[[ Source material, beginning ]]
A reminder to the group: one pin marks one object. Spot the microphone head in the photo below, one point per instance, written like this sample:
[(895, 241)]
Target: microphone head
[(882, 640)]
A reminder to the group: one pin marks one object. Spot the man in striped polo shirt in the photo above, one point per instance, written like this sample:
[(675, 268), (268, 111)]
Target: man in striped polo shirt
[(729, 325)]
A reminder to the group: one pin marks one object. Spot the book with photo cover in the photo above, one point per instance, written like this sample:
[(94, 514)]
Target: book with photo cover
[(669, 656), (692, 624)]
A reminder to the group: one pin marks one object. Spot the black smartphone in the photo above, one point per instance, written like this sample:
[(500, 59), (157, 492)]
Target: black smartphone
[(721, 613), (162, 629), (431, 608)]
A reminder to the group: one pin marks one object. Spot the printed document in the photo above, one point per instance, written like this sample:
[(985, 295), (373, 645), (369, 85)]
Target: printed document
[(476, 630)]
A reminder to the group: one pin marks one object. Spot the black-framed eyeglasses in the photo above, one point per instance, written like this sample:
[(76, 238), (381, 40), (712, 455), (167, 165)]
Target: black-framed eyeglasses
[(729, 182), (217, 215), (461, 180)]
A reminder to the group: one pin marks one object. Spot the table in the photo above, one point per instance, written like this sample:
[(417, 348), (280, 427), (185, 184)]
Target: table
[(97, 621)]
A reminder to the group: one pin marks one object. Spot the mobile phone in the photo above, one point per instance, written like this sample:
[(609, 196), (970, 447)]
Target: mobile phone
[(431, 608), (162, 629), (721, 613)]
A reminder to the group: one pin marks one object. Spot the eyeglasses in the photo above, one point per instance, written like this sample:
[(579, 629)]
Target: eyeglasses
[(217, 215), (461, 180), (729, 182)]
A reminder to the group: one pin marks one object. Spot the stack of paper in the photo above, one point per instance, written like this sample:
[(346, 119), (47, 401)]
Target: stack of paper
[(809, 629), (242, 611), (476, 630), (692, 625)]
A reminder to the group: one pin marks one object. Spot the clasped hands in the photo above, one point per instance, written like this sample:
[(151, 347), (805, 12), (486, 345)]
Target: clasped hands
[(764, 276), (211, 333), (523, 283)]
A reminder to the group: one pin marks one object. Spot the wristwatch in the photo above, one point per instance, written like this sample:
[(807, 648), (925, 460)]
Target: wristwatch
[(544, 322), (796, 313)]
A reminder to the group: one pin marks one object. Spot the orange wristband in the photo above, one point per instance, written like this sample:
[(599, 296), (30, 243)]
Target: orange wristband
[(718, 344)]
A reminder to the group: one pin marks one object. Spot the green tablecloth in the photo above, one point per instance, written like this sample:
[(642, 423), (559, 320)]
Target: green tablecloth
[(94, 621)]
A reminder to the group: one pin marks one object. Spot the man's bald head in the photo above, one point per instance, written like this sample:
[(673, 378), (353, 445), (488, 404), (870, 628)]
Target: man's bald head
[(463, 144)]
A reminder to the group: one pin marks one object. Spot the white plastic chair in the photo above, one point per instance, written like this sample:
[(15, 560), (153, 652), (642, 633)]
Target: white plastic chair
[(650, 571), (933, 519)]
[[ Source material, end ]]
▸ Exercise objective
Each line above must be printed exactly as it appears.

▸ Answer box
A reminder to the group: one pin marks one object. Spot the microphone head in the photo below, one point per instance, written like this sample:
[(895, 241)]
Target: microphone head
[(882, 640)]
A reminder to the group: one pin marks one object. Spot the man in striped polo shirt in the photo above, one point per instance, written like this sample:
[(675, 268), (268, 111)]
Target: man in striped polo shirt
[(729, 325)]
A reminder to the group: one pin marks one object. Spot the book with photo cover in the photo above, one point per instance, written like this sample:
[(94, 514)]
Target: book with photo cover
[(669, 656), (692, 624)]
A reminder to the group: one pin marks one object. Spot the black smartphone in the photo above, one point per instance, written like this sample:
[(500, 59), (157, 492)]
Target: black smartphone
[(721, 613), (162, 629), (431, 608)]
A reminder to the group: one pin marks one object. Spot the printed document in the photo above, one point per instance, written like this sample:
[(985, 295), (373, 645), (369, 85)]
Target: printed document
[(476, 630)]
A reminder to the group: one pin marks one object. Spot the black-framed eyeglasses in the photo above, one point per instance, written like this sample:
[(76, 238), (381, 40), (712, 455), (167, 165)]
Target: black-framed eyeglasses
[(729, 182), (217, 215), (461, 180)]
A reminder to the group: one pin marks one object. Spot the table in the photo above, one point per instance, written like this sample:
[(417, 348), (280, 427), (185, 184)]
Target: table
[(97, 621)]
A reminder to the group: one pin marks one object. Spot the mobile phone in the photo above, one point per instance, written like this sample:
[(609, 196), (970, 447)]
Target: mobile phone
[(431, 608), (162, 629), (721, 613)]
A reminder to the group: one pin marks one object. Spot the eyeglasses in the photo above, one point per instance, written like this sample:
[(579, 629)]
Target: eyeglasses
[(217, 215), (461, 180), (729, 182)]
A reminder to the group: one pin marks one object. Spot the stack of paper in the photo above, one point per instance, written like this sample:
[(346, 119), (47, 401)]
Target: stack of paper
[(809, 629), (242, 611), (476, 630), (692, 625)]
A reminder to the group: one pin marks one object. Spot the clasped hands in the photo above, one point per instance, written like this sample:
[(151, 347), (805, 12), (486, 345)]
Target: clasped hands
[(764, 276), (211, 333), (523, 283)]
A reminder to the group: one pin marks one object. Spot the wristwatch in the photo above, one point per instance, written like this sample:
[(807, 648), (925, 460)]
Target: wristwatch
[(544, 322), (796, 313)]
A reminder to the group: one pin marks one object. Spot the orange wristband in the photo above, one point per instance, written like this sample:
[(599, 296), (30, 243)]
Target: orange wristband
[(718, 344)]
A reminder to the group: one pin marks one object. Spot the green tablecloth in the photo above, one point per instance, written like this sample:
[(642, 423), (559, 320)]
Target: green tablecloth
[(94, 621)]
A reminder to the group: one pin marks one object. Spot the man's bald head in the photo above, one point per instance, written like this sample:
[(673, 378), (353, 445), (488, 404), (870, 628)]
Target: man's bald head
[(463, 144)]
A reminder to the group: one pin marks one object. Spot the white plastic chair in the photo above, one point per instance, written like this sample:
[(15, 560), (153, 652), (642, 633)]
Target: white plastic chair
[(650, 571), (933, 519)]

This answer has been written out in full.